Problem statement: Identify every line in the rows below that contains the word "overcast", and copy each of those lines. Case counts.

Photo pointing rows
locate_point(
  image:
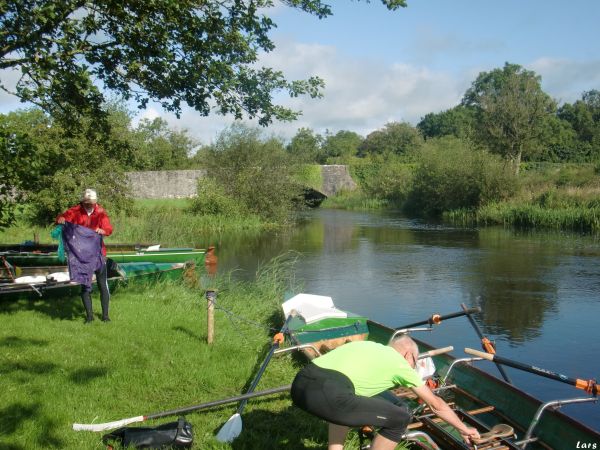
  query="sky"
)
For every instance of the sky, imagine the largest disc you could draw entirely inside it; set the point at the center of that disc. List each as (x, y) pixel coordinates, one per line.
(383, 66)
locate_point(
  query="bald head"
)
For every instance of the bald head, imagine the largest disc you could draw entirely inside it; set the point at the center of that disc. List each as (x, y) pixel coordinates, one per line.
(404, 345)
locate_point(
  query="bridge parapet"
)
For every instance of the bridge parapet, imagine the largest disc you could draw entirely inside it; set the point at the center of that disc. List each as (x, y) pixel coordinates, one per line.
(182, 183)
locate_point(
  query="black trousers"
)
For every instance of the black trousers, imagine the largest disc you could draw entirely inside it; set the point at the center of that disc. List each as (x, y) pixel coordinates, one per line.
(86, 295)
(330, 395)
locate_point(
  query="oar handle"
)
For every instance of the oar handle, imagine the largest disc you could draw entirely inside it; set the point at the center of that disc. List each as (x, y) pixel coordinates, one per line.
(483, 355)
(437, 351)
(590, 386)
(436, 319)
(485, 343)
(277, 340)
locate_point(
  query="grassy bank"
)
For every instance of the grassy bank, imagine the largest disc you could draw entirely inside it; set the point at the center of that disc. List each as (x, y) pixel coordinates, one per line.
(167, 221)
(152, 357)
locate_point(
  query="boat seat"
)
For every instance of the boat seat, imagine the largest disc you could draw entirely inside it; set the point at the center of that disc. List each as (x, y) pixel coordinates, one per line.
(31, 279)
(312, 307)
(498, 431)
(59, 276)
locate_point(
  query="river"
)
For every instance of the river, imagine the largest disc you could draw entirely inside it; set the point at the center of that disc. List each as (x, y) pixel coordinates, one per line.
(539, 291)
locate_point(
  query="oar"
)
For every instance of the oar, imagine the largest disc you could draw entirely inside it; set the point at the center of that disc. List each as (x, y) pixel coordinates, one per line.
(435, 319)
(123, 422)
(485, 343)
(233, 427)
(589, 386)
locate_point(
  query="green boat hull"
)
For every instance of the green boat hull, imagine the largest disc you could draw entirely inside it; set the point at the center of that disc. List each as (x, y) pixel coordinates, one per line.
(30, 259)
(475, 389)
(123, 275)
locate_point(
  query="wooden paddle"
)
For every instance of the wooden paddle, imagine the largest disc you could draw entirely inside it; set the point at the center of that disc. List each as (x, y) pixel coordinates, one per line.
(233, 427)
(485, 343)
(589, 386)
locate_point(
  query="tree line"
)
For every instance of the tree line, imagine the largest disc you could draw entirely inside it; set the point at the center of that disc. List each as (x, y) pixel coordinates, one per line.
(504, 112)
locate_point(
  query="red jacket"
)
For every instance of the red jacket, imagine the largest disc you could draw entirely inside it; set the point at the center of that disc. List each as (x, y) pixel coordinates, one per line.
(98, 219)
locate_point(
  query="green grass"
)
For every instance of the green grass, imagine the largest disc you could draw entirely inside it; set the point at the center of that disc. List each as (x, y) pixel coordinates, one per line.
(152, 357)
(167, 222)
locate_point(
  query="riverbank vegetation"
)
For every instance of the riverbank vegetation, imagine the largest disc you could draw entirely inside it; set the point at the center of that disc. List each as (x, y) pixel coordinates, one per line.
(507, 154)
(152, 357)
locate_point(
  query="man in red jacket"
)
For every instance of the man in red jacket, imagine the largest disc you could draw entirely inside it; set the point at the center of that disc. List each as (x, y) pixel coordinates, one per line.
(90, 214)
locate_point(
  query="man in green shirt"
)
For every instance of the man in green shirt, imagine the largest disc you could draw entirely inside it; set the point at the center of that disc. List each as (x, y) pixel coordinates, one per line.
(341, 388)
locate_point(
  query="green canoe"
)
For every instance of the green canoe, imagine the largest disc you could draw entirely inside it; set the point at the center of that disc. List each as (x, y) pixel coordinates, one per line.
(28, 259)
(119, 274)
(480, 399)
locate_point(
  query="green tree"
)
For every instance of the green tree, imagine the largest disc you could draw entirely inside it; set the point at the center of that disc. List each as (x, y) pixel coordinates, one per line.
(305, 146)
(396, 138)
(157, 147)
(457, 121)
(48, 166)
(255, 172)
(511, 110)
(340, 147)
(452, 174)
(196, 52)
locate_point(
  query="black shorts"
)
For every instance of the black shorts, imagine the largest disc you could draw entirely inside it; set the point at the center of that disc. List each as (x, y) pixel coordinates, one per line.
(330, 395)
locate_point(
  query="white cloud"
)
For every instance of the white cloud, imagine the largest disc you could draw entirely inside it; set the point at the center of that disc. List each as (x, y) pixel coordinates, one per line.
(360, 95)
(566, 79)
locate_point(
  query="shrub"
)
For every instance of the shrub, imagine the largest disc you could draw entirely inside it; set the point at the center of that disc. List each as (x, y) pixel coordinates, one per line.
(211, 199)
(452, 174)
(255, 172)
(384, 178)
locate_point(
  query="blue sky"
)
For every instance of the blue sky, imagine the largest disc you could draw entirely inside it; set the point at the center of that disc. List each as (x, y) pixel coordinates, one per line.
(382, 66)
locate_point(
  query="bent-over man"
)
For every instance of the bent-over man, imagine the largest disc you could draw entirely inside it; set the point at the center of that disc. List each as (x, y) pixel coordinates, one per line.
(341, 388)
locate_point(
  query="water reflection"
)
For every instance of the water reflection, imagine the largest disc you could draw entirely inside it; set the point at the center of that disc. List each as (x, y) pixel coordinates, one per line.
(538, 291)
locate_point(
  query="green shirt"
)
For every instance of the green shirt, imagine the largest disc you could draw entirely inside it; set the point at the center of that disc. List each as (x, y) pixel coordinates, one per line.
(372, 367)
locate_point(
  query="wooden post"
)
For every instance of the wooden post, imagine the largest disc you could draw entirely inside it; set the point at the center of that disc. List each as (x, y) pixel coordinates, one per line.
(210, 263)
(210, 316)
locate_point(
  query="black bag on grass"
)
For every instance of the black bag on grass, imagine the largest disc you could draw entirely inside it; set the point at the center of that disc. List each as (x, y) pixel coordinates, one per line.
(169, 435)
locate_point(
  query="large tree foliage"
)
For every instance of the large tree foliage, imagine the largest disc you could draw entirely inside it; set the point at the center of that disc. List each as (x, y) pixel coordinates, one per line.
(251, 171)
(395, 138)
(196, 52)
(584, 118)
(305, 146)
(47, 166)
(457, 121)
(338, 148)
(511, 110)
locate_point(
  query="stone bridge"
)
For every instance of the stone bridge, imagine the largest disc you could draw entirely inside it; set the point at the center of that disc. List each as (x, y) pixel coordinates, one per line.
(182, 183)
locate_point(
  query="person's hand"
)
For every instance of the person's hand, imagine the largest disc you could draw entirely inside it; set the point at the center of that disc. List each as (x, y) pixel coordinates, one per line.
(469, 433)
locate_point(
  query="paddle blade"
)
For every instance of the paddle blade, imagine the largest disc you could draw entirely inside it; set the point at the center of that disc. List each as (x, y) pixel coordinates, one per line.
(231, 429)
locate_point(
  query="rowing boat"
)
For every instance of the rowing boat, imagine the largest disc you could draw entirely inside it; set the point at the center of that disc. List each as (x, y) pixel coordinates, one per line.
(55, 284)
(479, 399)
(149, 254)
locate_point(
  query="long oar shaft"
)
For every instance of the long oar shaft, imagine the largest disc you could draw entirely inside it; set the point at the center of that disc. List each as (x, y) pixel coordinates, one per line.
(276, 341)
(436, 318)
(485, 343)
(244, 397)
(123, 422)
(587, 385)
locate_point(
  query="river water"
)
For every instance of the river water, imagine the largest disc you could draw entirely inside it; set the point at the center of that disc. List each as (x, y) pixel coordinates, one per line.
(539, 291)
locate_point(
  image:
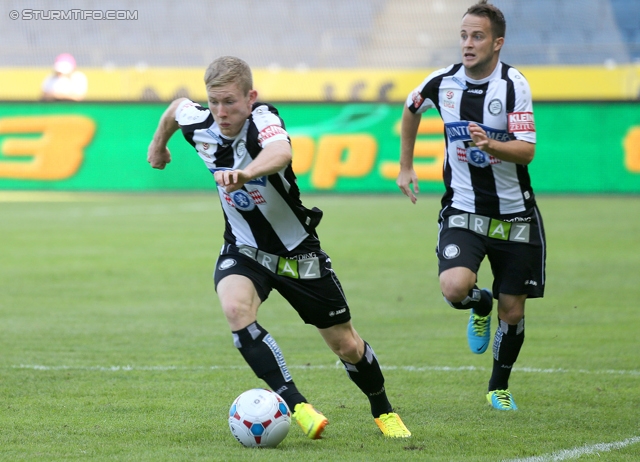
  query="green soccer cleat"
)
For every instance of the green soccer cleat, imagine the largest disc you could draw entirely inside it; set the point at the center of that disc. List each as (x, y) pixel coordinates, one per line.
(311, 421)
(502, 400)
(391, 426)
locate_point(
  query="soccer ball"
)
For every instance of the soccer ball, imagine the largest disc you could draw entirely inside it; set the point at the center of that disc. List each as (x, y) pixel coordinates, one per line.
(259, 418)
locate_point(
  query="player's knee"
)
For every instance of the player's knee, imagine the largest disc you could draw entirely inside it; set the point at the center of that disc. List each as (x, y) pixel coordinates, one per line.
(238, 314)
(347, 348)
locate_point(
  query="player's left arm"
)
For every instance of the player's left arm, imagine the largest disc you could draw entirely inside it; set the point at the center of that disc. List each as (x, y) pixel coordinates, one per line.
(516, 151)
(274, 157)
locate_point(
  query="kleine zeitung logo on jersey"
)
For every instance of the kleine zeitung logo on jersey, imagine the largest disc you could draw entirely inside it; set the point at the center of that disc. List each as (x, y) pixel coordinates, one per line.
(521, 122)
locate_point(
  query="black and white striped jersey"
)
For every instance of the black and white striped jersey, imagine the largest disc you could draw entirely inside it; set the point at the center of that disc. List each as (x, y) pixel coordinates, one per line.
(267, 212)
(501, 104)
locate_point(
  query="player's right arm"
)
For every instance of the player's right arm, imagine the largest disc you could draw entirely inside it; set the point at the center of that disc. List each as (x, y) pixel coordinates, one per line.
(407, 175)
(158, 154)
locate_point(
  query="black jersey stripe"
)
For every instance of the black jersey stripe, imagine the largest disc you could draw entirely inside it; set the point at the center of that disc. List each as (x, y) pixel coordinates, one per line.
(482, 179)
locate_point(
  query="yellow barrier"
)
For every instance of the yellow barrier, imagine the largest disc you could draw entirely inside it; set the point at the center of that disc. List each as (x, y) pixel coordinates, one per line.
(586, 83)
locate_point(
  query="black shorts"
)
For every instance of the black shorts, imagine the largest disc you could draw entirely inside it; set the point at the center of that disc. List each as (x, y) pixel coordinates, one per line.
(306, 281)
(515, 246)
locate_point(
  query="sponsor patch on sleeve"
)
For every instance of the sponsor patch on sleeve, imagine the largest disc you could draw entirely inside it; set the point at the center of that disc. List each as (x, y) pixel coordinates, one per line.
(272, 133)
(521, 122)
(417, 99)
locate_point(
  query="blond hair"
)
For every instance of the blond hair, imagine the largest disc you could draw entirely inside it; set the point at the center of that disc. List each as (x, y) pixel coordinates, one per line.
(229, 69)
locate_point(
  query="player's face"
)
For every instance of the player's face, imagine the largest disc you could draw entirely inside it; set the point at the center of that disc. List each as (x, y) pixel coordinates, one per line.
(480, 50)
(230, 107)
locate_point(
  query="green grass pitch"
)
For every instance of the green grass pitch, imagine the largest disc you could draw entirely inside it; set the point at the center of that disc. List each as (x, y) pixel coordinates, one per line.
(113, 346)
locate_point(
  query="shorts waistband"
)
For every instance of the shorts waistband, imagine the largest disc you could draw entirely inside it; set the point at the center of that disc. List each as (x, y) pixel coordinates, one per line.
(302, 266)
(516, 231)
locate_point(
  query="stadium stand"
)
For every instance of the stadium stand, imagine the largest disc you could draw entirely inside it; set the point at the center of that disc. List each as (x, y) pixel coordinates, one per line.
(316, 34)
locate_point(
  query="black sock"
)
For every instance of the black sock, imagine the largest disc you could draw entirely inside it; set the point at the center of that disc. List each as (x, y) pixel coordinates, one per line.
(506, 347)
(366, 374)
(479, 300)
(264, 357)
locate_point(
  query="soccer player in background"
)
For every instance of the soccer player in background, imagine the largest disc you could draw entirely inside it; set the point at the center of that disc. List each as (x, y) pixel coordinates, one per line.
(270, 239)
(488, 208)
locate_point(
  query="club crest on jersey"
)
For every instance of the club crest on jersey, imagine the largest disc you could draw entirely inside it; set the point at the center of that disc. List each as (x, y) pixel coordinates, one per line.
(460, 83)
(242, 200)
(214, 135)
(241, 149)
(477, 158)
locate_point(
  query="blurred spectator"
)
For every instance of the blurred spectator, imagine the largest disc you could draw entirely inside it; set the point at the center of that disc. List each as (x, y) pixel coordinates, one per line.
(65, 83)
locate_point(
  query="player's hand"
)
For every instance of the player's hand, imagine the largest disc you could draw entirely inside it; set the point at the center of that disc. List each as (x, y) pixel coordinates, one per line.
(231, 180)
(158, 156)
(478, 136)
(404, 181)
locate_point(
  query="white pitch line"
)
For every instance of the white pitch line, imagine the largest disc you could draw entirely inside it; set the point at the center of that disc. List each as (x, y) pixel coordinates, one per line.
(568, 454)
(338, 365)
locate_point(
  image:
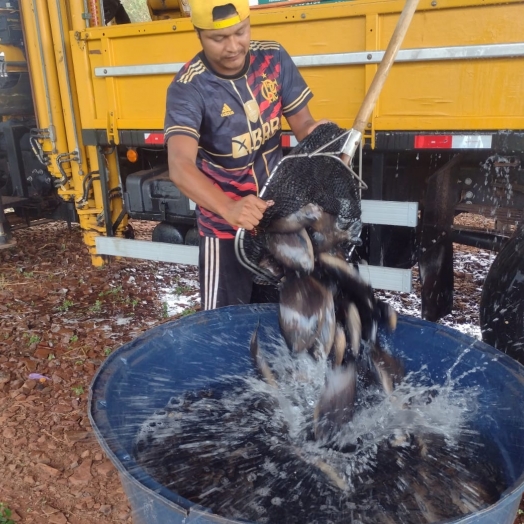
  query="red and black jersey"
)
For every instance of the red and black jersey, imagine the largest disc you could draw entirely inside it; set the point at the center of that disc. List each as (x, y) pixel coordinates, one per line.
(237, 121)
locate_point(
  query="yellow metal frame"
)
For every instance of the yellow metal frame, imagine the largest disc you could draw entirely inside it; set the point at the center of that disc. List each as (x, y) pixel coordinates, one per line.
(48, 25)
(440, 95)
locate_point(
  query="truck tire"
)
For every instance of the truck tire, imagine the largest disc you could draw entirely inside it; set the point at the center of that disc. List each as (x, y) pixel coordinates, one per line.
(169, 233)
(502, 300)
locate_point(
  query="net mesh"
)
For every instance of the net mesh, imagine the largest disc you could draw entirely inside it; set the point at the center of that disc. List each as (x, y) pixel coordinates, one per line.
(310, 174)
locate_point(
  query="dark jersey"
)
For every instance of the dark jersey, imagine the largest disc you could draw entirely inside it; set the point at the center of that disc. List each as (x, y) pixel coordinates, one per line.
(237, 121)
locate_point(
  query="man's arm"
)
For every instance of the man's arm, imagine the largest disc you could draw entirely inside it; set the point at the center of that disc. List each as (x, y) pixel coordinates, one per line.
(182, 152)
(303, 123)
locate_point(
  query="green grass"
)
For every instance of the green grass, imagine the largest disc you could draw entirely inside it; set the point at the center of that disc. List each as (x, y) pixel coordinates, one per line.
(66, 304)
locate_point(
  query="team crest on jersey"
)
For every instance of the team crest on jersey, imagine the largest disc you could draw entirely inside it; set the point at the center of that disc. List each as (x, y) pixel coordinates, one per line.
(269, 90)
(245, 144)
(252, 110)
(227, 111)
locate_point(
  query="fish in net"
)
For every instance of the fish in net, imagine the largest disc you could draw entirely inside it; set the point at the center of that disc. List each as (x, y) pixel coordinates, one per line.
(310, 187)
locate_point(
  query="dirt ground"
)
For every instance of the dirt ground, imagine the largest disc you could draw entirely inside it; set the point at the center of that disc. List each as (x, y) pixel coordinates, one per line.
(60, 318)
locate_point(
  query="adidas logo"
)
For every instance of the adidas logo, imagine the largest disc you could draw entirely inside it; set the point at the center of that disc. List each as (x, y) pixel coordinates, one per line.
(227, 111)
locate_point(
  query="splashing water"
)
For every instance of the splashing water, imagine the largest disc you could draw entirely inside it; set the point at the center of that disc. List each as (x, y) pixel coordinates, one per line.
(245, 449)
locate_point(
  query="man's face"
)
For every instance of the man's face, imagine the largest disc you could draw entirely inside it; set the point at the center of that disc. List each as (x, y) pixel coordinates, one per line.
(226, 49)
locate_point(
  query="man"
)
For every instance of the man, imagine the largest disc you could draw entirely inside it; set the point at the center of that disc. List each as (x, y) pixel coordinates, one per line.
(222, 131)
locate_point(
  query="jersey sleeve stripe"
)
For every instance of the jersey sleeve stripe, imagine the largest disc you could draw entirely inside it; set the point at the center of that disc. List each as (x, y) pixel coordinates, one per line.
(192, 71)
(181, 130)
(261, 44)
(297, 101)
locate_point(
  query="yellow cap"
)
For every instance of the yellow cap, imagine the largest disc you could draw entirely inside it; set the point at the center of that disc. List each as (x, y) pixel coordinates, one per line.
(202, 13)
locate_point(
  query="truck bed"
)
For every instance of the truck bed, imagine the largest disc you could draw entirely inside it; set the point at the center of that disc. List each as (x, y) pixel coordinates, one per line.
(461, 66)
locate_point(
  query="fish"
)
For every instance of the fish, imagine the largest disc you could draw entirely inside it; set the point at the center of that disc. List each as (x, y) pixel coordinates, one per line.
(305, 216)
(272, 267)
(302, 311)
(293, 250)
(353, 328)
(326, 233)
(357, 291)
(339, 346)
(326, 335)
(388, 369)
(336, 405)
(260, 362)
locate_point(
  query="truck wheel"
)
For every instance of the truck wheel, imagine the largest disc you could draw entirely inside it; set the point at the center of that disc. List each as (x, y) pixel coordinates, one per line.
(169, 233)
(502, 300)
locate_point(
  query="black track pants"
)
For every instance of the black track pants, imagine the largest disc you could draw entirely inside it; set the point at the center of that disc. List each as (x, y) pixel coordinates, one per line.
(224, 281)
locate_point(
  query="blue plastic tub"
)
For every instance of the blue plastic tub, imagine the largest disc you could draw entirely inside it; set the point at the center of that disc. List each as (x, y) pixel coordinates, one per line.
(144, 374)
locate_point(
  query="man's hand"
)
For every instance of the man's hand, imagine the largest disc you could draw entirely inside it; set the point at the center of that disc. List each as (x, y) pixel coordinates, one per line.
(246, 212)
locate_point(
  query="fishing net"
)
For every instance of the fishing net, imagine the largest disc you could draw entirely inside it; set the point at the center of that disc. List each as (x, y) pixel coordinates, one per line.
(312, 173)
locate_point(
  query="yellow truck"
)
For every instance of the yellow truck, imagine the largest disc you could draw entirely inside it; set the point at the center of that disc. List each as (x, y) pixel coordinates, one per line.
(83, 100)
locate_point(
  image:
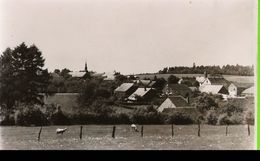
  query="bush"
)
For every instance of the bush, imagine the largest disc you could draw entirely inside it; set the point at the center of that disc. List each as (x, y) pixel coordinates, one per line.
(30, 115)
(223, 119)
(211, 117)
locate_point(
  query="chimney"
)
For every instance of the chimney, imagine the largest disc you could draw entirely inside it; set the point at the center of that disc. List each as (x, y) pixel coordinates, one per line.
(205, 74)
(188, 99)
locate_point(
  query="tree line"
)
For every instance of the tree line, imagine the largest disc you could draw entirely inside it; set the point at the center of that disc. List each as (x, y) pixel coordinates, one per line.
(224, 70)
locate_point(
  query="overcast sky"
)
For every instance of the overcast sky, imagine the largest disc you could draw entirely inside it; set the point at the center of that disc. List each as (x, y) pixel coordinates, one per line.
(132, 36)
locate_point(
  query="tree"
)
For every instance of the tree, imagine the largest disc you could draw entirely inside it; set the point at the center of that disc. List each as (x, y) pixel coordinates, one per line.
(22, 76)
(173, 79)
(57, 71)
(204, 103)
(65, 73)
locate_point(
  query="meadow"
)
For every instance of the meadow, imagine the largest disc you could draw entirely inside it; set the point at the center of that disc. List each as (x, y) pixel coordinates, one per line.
(155, 137)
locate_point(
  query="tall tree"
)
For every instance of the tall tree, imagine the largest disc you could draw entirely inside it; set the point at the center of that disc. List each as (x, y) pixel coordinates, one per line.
(22, 76)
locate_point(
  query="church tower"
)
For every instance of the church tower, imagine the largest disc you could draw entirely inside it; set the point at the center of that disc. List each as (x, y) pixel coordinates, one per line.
(86, 67)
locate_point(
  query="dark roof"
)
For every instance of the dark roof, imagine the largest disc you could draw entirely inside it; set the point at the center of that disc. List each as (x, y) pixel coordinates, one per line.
(243, 85)
(219, 81)
(179, 87)
(124, 87)
(179, 101)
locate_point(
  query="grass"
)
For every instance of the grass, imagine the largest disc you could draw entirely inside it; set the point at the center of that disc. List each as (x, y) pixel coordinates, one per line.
(156, 137)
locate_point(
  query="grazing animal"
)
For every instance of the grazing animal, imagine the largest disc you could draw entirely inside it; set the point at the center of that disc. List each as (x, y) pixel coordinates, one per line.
(134, 127)
(60, 131)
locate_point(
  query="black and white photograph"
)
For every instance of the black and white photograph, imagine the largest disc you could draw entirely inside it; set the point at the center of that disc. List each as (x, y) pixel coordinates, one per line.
(128, 74)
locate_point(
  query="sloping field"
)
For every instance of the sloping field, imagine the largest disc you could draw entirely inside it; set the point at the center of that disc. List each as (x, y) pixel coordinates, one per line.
(156, 137)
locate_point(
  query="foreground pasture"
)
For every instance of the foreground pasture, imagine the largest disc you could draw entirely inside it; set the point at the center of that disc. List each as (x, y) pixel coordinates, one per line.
(155, 137)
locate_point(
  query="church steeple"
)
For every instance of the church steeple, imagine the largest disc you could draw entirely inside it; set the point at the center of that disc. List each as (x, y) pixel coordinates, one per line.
(86, 67)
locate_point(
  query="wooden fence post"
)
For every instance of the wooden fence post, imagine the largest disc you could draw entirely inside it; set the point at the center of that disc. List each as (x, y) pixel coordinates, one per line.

Complete answer:
  query="overcast sky"
For every instance of the overcast sky, imagine the largest disc you could draw entirely inside it; set the point at the center of that disc. List each as (x, y) pixel coordinates, one per line.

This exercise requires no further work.